--- Passage shown Enclosed Below ---
Classification of plastics

The plastics collected are first sorted by material (PET, HDPE, etc.), then packaged to reduce the volume and ensure the profitability of the transport, and finally, sold to the reclaimers. After sorting, they are compacted into bales.

To ensure the treatment of plastic waste and its recycling, the EU has established a code (Resin Identification Code or RIC, integrated within the European Waste Catalogue) which, by means of a numerical sequence from 1 to 7 and a series of acronyms, identifies the waste according to the type of plastic polymer it is made of:

  1. PET or PETE (Polyethylene Terephthalate): Packaging and water bottles, soft drinks, etc.
  2. PE-HD or HDPE (High Density Polyethylene): containers for juices, perfumes, liquid detergents, etc.
  3. PVC (Polyvinyl chloride): toxic plastic used for packaging non-food products such as cables, pipes, etc.
  4. LDPE (Low Density Polyethylene): easily mouldable elements such as squeezable cans, flexible lids, or rubbish bags.
  5. PP (Polypropylene): common in the automotive and construction industry for the manufacture of engine parts, batteries, funnels, etc.
  6. PS (Polystyrene): many disposable elements used in the food industry such as cutlery, plates, trays, etc. are made out of the material.
  7. Others: those classified with the number 7 and the letter 0 are considered highly polluting and are the only ones that cannot be recycled.

The waste collected through the deposit system is sorted by the retailers. If it is done through the street collection systems, it is taken to local sorting centres. In both cases, this can be done manually or using machines manufactured for this purpose. Petcore mentions that an investigation carried out by the US Environmental Protection Agency reveals that automated systems result in a reduction of costs of approximately a 25%.
--- End of Enclosed Passage shown ---
--- Data to examine Enclosed Below ---
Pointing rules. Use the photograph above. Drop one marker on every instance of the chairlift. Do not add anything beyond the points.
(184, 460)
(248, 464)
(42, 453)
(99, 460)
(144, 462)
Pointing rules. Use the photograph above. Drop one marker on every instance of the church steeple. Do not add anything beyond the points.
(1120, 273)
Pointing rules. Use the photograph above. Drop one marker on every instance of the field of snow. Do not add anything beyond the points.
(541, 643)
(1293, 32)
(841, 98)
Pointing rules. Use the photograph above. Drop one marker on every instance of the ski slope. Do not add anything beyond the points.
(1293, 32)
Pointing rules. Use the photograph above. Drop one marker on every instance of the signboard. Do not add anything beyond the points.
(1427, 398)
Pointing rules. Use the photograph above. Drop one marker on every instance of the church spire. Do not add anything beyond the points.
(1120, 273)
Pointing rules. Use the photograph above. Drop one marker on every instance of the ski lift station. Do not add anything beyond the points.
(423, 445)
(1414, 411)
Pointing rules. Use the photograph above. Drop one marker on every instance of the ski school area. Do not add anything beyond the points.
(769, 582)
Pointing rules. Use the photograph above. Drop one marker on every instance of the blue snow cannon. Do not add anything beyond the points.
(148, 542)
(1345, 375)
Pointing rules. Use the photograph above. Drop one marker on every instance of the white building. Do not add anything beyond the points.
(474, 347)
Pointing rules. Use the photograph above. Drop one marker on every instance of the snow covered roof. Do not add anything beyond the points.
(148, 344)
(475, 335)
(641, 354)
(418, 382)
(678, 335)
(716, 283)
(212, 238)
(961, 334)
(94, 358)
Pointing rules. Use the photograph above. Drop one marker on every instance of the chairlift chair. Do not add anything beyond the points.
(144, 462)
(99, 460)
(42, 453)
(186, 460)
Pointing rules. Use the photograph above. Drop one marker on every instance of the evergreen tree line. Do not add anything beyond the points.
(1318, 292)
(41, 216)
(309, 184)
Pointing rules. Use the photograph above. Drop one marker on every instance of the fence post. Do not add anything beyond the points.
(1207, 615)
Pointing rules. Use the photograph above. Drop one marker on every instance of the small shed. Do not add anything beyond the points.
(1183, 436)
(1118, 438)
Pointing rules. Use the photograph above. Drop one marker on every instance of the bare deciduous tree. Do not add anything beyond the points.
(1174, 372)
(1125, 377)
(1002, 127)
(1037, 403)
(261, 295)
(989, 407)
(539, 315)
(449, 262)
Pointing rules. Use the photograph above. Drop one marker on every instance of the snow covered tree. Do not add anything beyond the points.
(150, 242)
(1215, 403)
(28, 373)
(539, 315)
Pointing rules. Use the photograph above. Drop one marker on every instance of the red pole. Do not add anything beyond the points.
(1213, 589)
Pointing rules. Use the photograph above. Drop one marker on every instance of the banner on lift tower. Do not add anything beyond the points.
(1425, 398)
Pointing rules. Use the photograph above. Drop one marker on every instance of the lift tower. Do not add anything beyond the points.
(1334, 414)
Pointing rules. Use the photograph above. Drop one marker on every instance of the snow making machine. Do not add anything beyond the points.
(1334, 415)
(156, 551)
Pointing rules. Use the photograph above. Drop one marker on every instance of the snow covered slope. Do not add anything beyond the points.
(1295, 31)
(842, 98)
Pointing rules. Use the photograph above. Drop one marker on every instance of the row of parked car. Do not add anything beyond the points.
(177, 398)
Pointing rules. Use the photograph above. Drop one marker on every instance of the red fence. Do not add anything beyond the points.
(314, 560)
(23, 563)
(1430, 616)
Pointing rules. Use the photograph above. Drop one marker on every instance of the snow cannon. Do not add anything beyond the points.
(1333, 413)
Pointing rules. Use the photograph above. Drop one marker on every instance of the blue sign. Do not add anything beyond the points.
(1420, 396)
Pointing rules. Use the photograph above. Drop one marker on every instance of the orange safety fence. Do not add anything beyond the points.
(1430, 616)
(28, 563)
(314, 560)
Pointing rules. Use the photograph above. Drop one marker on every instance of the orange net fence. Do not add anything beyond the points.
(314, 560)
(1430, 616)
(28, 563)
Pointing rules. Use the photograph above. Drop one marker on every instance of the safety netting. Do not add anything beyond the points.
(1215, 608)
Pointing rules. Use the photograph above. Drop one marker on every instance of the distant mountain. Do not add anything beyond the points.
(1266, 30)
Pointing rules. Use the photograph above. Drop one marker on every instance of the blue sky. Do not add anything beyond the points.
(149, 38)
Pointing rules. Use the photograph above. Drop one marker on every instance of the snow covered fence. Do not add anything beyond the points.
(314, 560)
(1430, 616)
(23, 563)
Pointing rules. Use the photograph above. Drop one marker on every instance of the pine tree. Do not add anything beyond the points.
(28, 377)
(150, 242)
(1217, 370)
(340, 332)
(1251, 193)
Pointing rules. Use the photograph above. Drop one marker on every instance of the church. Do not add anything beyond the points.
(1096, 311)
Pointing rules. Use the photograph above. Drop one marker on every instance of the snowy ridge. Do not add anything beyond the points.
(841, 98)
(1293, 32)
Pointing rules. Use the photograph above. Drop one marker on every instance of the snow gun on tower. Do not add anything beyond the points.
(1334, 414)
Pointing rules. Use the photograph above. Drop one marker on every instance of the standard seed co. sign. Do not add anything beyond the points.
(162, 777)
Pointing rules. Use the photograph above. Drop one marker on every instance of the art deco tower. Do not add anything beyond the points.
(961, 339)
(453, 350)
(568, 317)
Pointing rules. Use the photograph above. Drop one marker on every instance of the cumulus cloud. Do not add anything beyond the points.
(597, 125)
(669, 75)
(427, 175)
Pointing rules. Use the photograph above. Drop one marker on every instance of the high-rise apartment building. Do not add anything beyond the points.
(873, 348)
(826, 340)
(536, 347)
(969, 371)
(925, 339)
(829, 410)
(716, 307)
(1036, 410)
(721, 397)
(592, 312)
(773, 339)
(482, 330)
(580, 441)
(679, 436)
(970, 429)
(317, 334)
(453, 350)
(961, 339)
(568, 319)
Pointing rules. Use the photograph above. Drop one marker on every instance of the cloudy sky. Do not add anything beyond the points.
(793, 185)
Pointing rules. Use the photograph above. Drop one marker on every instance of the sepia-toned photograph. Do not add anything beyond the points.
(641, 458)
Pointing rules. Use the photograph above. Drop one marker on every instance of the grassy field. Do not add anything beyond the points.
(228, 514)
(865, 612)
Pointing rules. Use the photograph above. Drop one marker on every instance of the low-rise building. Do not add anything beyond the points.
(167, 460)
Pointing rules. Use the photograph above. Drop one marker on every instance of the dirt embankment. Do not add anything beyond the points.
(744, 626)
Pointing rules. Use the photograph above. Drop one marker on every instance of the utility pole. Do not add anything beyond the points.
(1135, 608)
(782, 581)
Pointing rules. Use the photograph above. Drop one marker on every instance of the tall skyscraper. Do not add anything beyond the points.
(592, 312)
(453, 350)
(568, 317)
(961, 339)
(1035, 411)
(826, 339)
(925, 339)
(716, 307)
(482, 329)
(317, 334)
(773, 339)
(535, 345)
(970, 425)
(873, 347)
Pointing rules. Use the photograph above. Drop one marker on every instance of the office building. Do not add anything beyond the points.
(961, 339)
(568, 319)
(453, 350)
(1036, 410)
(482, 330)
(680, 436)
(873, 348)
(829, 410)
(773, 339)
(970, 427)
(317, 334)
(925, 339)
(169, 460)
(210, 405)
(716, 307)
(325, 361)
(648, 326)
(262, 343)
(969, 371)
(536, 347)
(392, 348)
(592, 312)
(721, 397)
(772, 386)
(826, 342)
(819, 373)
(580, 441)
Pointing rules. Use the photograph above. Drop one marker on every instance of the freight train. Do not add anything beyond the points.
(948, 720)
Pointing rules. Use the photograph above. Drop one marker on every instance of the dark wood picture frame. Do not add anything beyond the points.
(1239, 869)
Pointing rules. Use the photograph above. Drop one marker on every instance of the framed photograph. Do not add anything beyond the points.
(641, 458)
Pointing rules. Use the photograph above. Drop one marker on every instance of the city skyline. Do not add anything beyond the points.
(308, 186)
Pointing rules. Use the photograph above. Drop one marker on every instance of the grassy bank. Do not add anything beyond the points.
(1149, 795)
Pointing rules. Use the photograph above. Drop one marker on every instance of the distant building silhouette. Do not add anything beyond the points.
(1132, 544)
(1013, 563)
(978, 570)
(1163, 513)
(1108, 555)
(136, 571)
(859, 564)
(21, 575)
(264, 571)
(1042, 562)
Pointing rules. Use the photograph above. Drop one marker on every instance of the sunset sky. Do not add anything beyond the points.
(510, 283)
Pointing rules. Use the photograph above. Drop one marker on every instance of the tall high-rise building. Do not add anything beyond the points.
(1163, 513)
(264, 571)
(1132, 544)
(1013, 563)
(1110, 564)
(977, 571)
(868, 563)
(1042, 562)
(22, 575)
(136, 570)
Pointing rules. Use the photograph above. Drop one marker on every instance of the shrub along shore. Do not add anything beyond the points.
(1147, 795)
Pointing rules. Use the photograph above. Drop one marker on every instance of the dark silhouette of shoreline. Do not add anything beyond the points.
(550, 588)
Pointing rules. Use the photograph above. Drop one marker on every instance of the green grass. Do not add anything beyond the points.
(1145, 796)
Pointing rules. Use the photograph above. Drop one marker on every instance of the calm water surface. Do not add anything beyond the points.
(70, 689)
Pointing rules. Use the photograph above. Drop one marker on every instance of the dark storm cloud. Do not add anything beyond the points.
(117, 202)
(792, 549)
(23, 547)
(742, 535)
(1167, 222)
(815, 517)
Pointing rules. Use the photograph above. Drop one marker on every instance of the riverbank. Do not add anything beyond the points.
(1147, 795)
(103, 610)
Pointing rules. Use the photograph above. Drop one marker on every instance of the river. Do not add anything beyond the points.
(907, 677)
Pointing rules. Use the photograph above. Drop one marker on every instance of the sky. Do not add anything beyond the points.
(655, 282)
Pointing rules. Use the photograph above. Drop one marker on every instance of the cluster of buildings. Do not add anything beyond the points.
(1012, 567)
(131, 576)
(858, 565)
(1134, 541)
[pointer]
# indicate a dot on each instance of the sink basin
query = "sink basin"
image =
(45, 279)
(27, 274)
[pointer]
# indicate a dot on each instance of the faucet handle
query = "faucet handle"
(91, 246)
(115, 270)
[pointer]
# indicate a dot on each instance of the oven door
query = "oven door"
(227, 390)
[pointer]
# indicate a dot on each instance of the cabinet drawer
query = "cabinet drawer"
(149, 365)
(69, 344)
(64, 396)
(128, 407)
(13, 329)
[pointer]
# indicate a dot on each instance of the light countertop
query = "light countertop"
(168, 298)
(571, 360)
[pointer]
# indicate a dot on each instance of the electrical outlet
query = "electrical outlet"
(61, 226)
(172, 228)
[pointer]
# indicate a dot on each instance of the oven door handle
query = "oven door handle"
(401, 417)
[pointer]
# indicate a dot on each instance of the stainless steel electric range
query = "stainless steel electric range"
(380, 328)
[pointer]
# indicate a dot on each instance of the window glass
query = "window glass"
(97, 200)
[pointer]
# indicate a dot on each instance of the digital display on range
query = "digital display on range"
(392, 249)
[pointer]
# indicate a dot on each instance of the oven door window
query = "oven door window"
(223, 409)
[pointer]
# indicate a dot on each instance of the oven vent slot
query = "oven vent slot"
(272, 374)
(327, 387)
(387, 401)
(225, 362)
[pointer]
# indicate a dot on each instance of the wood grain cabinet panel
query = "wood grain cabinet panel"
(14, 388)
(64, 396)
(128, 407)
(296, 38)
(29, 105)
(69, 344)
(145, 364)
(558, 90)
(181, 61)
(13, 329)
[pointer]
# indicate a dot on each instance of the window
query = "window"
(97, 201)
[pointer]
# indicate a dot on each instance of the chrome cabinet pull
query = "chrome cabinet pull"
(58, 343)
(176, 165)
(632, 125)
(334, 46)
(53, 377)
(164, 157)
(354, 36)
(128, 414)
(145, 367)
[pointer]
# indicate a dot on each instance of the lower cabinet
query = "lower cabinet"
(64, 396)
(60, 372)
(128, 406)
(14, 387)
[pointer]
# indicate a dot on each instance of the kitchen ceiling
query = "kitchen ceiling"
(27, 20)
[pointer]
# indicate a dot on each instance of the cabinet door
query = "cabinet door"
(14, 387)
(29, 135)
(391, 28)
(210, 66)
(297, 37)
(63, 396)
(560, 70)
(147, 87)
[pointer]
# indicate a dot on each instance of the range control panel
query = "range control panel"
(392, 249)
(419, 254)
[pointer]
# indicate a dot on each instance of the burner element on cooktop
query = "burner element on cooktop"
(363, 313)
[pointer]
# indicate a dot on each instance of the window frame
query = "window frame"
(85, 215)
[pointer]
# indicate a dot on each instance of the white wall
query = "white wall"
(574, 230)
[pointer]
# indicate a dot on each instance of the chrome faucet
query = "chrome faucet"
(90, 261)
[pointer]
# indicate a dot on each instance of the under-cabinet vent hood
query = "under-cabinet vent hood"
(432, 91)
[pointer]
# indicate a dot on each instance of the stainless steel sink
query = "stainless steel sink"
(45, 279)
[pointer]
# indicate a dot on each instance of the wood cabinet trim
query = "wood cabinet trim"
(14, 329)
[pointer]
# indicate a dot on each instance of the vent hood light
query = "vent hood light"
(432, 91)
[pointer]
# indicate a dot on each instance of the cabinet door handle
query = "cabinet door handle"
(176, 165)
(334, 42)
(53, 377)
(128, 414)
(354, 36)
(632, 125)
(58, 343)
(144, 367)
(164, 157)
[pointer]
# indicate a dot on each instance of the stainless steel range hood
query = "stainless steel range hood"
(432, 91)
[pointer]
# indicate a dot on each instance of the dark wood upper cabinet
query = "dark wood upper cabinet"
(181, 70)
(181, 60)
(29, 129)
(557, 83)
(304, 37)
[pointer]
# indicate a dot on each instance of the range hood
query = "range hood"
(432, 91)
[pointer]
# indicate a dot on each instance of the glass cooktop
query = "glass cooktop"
--- End of Enclosed Data to examine ---
:: Directions ::
A. In the text on classifying plastics, which number does the Resin Identification Code assign to polystyrene?
B. Carry on the text on classifying plastics, picking up after its final sentence.

:: Outputs in order ::
A. Number 6.

B.
Mechanical recycling

There are two main types of PET recycling: mechanical and chemical. The most widely used is the mechanical recycling, which consists of obtaining clean PET flakes that are used directly or mixed with virgin polymer in the subsequent transformation process to obtain other end products. The degree of purity of the recovered material is truly relevant in this process.

This system is currently used in Spain to recover PET. With this process, flakes of an optimum quality are obtained to manufacture sheets, fibres, or strips with the distribution of rPET on the market for each of these categories being a 65%, 30% and 3% respectively.

Chemical recycling

Chemical recycling is another process used to recover post-consumer waste. It consists of depolymerizing PET using chemical agents, which could release toxic substances and harm the environment. There are different processes that are determined based on the quality of the material to be treated and the demand for intermediate products. These are:

  • Glycolysis: PET is dissolved in excess of ethylene glycol at high temperatures and the condensation reaction is reversed.
  • Methanolysis: PET depolymerisation is carried out by treating the polymer with high amounts of methanol in the presence of a catalyst at high pressure and temperature (180-280ºC).
  • Hydrolysis: PET is hydrolysed by a water and acid treatment to produce terephthalic acid (TA) and ethylene glycol. These require purification before reuse. Commercial hydrolysis is less common than glycolysis and methanolysis.

Advantages of the recycling of plastics

Recycling plastic materials has more advantages than disadvantages and that is where the trend is heading. Amongst others, the main benefits are:

  • A reduction of the waste in landfills.
  • Savings in the use of non-renewable fuels: plastics are manufactured from oil and by using pellets recovered from plastic waste the need for this energy resource is reduced.
  • Plastics do not lose their energy content during use, so at the end of their life they can be used as fuel.
  • Less water is consumed in the recycling process than in primary production, so it reduces the use of natural resources.
  • In the recycling process, a  lower amount of chemicals needs to be added to improve the properties of plastic products.